#### Work instructions:
For this exercise, copy the data exactly and omit any images.

#### Information provided:
■ ■ ■ ■

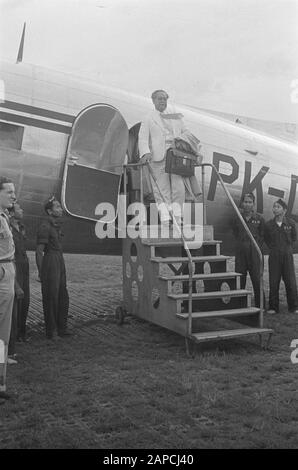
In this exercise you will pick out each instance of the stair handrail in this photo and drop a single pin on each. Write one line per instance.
(173, 218)
(248, 232)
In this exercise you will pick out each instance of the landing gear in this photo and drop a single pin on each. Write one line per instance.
(120, 313)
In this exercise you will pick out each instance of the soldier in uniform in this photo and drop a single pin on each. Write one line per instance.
(280, 234)
(7, 277)
(51, 268)
(246, 256)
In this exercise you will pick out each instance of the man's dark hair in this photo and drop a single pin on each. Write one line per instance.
(282, 204)
(250, 195)
(4, 180)
(49, 203)
(158, 91)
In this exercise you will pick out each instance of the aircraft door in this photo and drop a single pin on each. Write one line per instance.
(95, 156)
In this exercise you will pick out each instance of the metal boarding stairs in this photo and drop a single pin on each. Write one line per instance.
(189, 289)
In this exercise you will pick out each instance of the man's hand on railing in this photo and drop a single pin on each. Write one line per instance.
(147, 157)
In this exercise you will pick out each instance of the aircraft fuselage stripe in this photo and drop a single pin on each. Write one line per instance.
(52, 126)
(24, 108)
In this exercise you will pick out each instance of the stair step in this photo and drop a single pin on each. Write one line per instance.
(225, 334)
(175, 242)
(194, 258)
(212, 295)
(185, 277)
(221, 313)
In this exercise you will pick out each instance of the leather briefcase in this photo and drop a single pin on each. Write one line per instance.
(180, 163)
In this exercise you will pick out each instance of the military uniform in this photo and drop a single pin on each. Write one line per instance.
(246, 256)
(7, 279)
(53, 278)
(280, 240)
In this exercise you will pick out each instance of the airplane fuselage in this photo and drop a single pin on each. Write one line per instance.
(39, 108)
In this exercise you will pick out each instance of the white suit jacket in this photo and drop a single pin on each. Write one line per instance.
(152, 135)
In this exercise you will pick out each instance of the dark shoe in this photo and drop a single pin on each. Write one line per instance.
(5, 395)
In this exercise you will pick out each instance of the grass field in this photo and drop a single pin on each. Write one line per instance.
(133, 386)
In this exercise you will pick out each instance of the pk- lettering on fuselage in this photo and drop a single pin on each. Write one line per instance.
(67, 136)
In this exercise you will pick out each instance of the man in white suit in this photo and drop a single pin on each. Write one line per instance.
(156, 136)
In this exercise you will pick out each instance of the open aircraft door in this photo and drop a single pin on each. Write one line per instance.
(94, 161)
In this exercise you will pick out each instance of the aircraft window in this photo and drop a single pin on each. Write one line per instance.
(100, 139)
(11, 136)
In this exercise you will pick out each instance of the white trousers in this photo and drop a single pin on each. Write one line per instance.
(7, 277)
(172, 189)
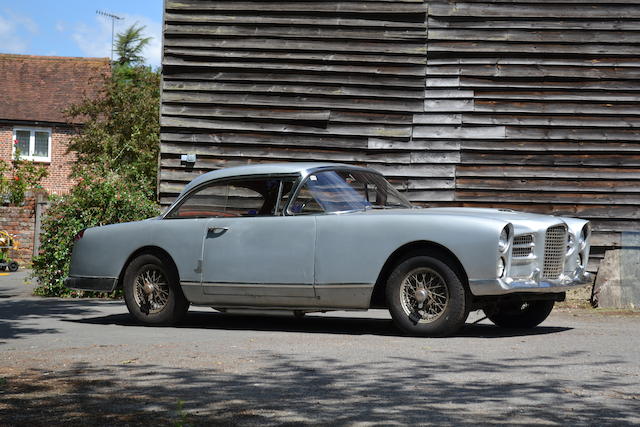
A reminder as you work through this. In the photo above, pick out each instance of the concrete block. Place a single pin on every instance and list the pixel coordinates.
(618, 281)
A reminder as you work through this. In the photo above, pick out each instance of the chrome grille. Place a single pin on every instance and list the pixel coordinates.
(521, 252)
(525, 239)
(522, 246)
(555, 246)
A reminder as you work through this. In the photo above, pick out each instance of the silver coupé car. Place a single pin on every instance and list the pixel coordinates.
(308, 237)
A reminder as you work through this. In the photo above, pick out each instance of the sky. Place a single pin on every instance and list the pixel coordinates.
(73, 28)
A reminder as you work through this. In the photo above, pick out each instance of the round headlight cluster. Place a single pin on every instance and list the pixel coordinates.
(571, 241)
(503, 242)
(584, 235)
(500, 268)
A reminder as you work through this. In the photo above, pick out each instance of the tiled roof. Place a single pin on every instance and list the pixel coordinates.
(40, 88)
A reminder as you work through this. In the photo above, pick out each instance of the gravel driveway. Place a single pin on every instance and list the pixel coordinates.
(83, 362)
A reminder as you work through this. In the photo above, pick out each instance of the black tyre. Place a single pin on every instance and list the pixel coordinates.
(426, 297)
(521, 315)
(152, 291)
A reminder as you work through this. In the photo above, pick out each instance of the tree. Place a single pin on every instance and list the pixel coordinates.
(129, 46)
(121, 130)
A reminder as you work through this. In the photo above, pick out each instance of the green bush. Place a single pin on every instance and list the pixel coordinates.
(92, 202)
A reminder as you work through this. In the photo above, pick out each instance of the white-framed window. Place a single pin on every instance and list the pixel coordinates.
(34, 144)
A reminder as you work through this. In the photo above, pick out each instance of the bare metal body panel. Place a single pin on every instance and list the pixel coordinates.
(322, 261)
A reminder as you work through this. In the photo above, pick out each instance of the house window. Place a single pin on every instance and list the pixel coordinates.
(34, 144)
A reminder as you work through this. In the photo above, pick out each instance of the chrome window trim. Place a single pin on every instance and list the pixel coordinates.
(180, 200)
(305, 177)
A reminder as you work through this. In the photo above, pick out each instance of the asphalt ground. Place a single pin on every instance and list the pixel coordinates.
(85, 362)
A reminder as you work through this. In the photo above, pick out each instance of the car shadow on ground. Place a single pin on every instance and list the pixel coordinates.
(312, 324)
(288, 389)
(18, 316)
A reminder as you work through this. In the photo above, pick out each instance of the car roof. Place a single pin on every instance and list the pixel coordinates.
(267, 169)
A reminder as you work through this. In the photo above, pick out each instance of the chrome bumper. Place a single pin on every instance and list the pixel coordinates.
(533, 284)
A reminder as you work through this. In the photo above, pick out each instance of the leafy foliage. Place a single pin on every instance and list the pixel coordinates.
(17, 178)
(129, 46)
(117, 153)
(92, 202)
(121, 131)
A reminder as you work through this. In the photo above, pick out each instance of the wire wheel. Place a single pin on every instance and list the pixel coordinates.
(151, 290)
(424, 295)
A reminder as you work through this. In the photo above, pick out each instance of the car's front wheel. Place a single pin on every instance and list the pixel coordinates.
(152, 291)
(519, 314)
(426, 297)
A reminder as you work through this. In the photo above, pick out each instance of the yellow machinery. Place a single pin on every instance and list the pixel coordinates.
(8, 244)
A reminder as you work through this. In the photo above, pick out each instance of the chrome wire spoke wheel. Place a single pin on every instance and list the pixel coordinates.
(151, 290)
(424, 295)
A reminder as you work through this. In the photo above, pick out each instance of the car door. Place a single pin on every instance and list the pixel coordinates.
(252, 255)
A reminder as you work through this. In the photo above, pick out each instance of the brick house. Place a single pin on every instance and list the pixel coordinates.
(35, 91)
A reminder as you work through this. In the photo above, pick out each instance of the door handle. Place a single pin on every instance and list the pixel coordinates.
(216, 229)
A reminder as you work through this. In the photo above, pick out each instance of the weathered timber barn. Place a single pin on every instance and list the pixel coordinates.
(528, 105)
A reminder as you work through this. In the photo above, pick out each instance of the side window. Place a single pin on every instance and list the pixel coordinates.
(241, 198)
(305, 203)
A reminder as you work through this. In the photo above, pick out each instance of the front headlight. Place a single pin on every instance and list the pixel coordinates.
(503, 242)
(571, 241)
(584, 235)
(500, 268)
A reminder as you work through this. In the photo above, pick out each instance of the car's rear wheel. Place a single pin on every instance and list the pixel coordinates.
(152, 291)
(426, 297)
(519, 314)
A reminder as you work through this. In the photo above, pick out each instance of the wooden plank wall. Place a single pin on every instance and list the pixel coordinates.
(262, 81)
(545, 108)
(531, 105)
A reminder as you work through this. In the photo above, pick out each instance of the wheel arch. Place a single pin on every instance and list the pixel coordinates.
(421, 247)
(151, 250)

■ ■ ■ ■

#### Response area:
In this exercise you will pick out each instance of the stair handrail in this photo and drop a single pin on each. Write one line per instance.
(173, 218)
(248, 232)
In this exercise you will pick out each instance of the landing gear in this photo and drop a single pin on each. Write one line per instance.
(120, 313)
In this exercise you will pick out each instance of the soldier in uniform in this photo and drop a single pin on each. Write one line per instance.
(280, 234)
(7, 277)
(51, 268)
(246, 256)
In this exercise you will pick out each instance of the man's dark hair in this photo and drop a single pin on each. Write one line per instance.
(282, 204)
(250, 195)
(4, 180)
(49, 203)
(158, 91)
In this exercise you will pick out each instance of the aircraft door in this photo and drop a single pin on each. Write one line per instance.
(95, 156)
In this exercise you will pick out each instance of the metal boarding stairs in this photo and drop a single pin on each. Write one line per instance.
(189, 289)
In this exercise you will pick out each instance of the man's hand on railing in this photo and drop a single pin on each. Write one line per instance.
(147, 157)
In this exercise you will pick out each instance of the aircraft fuselage stripe in this photo and drop a single pin on each. Write one line per instance.
(52, 126)
(24, 108)
In this exercise you will pick out each instance of the stair step in this photo and drop a single pin on each. Write one line per instance.
(225, 334)
(175, 242)
(194, 258)
(212, 295)
(185, 277)
(221, 313)
In this exercise you will pick out each instance of the leather briefcase in this photo and drop a single pin on each. Write one line per instance.
(180, 163)
In this exercise you will pick out each instance of the military uniform in this photo and drop a single pin on each. Write one line per instance.
(246, 256)
(7, 279)
(53, 278)
(280, 240)
In this exercise you will pick out each instance of the airplane fuselage in this photo and drop a single pin on each. Write one line per instance.
(39, 108)
In this exercise you will pick out each instance of the white suit jacket in this photo and drop a single pin on each. Write one line per instance.
(152, 135)
In this exercise you will pick out each instance of the dark shoe in this photo and drop a single pin on each. Write one line per instance.
(5, 395)
In this exercise you will pick out each instance of the grass field in this photo and drop a single pin on each. Write one line per instance.
(133, 386)
In this exercise you will pick out each instance of the pk- lettering on fuselage in this photo and drop a single pin on each. Write one line per instance.
(67, 136)
In this exercise you will pick out each instance of the man in white suit in this photo and drop a single pin on each. Write one line per instance.
(156, 136)
In this exercise you will pick out each instance of the open aircraft door in this photo and drop a single pin on each. Write one line per instance.
(94, 161)
In this exercise you will pick out each instance of the aircraft window in this photo and drop a single pin on each. Write one line per instance.
(100, 139)
(11, 136)
In this exercise you will pick out each instance of the white trousers in this photo and drop a single pin on each. Write one line per instance.
(7, 277)
(172, 189)
A reminder as you work through this. In the photo above, pick out each instance of the concrete block. Place a single pin on every instance and list the pixel coordinates.
(618, 281)
A reminder as you work through this. In the photo above, pick out each instance of the chrome grille. Place a single pin on every instance and list the pixel coordinates.
(521, 252)
(525, 239)
(522, 246)
(555, 246)
A reminder as you work through this. In the photo above, pick out each instance of the silver coupé car. Place a single pin on every instance and list the pixel coordinates.
(308, 237)
A reminder as you work through this. In the photo above, pick out each instance of the sky. Place a single pin on every instance and list the pixel coordinates.
(73, 28)
A reminder as you work through this. In the photo above, pick out each instance of the round headlight cluster. Place a single pin on every instance and list the pixel coordinates.
(571, 241)
(503, 242)
(584, 235)
(500, 268)
A reminder as you work through this. In the photo above, pick out each instance of the tiled roof. Place a single pin on every instance and list the pixel coordinates.
(40, 88)
A reminder as you work through this. In the photo above, pick out each instance of the gravel driveway. Place a single pin on every instance and list the pixel coordinates.
(83, 362)
A reminder as you work through this. In the photo above, pick out each instance of the black tyre. Place a single pin on every instance and list the pixel coordinates.
(426, 297)
(521, 315)
(152, 291)
A reminder as you work through this. In the photo above, pick out each instance of the tree. Place a single pin on every instance and list the pixel coordinates.
(129, 46)
(121, 130)
A reminder as you work through this. In the photo above, pick out each instance of the green bush. Place a single pin on every instance and list the pixel coordinates.
(92, 202)
A reminder as you work through this. In the photo above, pick out each instance of the white-framed window. Place a single pin on every instance and list the pixel coordinates.
(34, 144)
A reminder as you work through this. In the photo above, pick out each instance of the bare metal body panel. Place a single pin on every instance and list the pixel coordinates.
(322, 261)
A reminder as you work through this. In the photo above, pick out each instance of the house window. Place a single pin on every instance and list the pixel coordinates.
(34, 144)
A reminder as you work through this. In the photo above, pick out each instance of the chrome window trim. Place a single pin on every instance and list the pixel coordinates.
(180, 200)
(305, 177)
A reminder as you work through this. In the photo above, pick out each instance of the asphalt ground. Place a single pin on every instance and list the pixel coordinates.
(85, 362)
A reminder as you work through this. In the photo above, pick out each instance of the car shadow on ground. Place a single pin on every instance and list the pixel coordinates.
(312, 324)
(288, 389)
(18, 316)
A reminder as you work through this. In the photo above, pick out each instance of the car roof. Place a single pin on every instance and list the pixel coordinates.
(267, 169)
A reminder as you work through this. In the photo above, pick out each instance of the chrome bumper. Place a single pin on every instance and list the pixel coordinates.
(533, 284)
A reminder as you work through this. In the photo above, pick out each instance of the leafy foliage. Place a single pin on every instance and list the pixel coordinates.
(17, 178)
(129, 46)
(117, 153)
(92, 202)
(121, 131)
A reminder as you work through this. In the photo above, pick out each instance of the wire wheel. Place a single pin on every instance and list the pixel coordinates.
(151, 290)
(424, 295)
A reminder as you work through this. In the photo above, pick out each instance of the car's front wheel. Place a single pin on every instance and list the pixel coordinates.
(152, 291)
(519, 314)
(426, 297)
A reminder as you work through this. In the photo above, pick out each instance of the yellow machinery. Place a single pin on every instance and list the pixel coordinates.
(8, 244)
A reminder as you work through this. In the photo above, pick out each instance of the chrome wire spoke wheel. Place a single pin on every instance and list the pixel coordinates.
(151, 290)
(424, 295)
A reminder as you work through this. In the photo above, pick out each instance of the car door. Place a single pin on every instance and list the pixel coordinates.
(252, 255)
A reminder as you work through this. In the photo above, pick out each instance of the brick house. Place a single pin on every instance and list the pixel coordinates.
(35, 91)
A reminder as you work through this. In the photo above, pick out each instance of the door handle. Place a single pin on every instance and list the pixel coordinates.
(216, 229)
A reminder as you work through this. In the photo above, pick out each instance of the weathered timber barn. Place a single pin on every instance and list the pixel coordinates.
(528, 105)
A reminder as you work through this. In the photo above, pick out each instance of the side window. Place a single pin on every instance and list the pixel coordinates.
(241, 198)
(305, 203)
A reminder as you work through this. In the photo above, pick out each instance of the front headlight. Place a single pin on every instance and list the pixel coordinates.
(503, 242)
(571, 241)
(584, 235)
(500, 268)
A reminder as you work through this. In the photo above, pick out each instance of the car's rear wheel. Place a single pin on every instance and list the pixel coordinates.
(152, 291)
(426, 297)
(519, 314)
A reminder as you work through this. In the photo above, pick out each instance of the wooden plank wall. Place a single pin on every instance and list the pixel coordinates.
(262, 81)
(545, 108)
(531, 105)
A reminder as you work through this. In the photo above, pick out each instance of the wheel arch. Place a single pin on every instance and list the pixel coordinates.
(421, 247)
(151, 250)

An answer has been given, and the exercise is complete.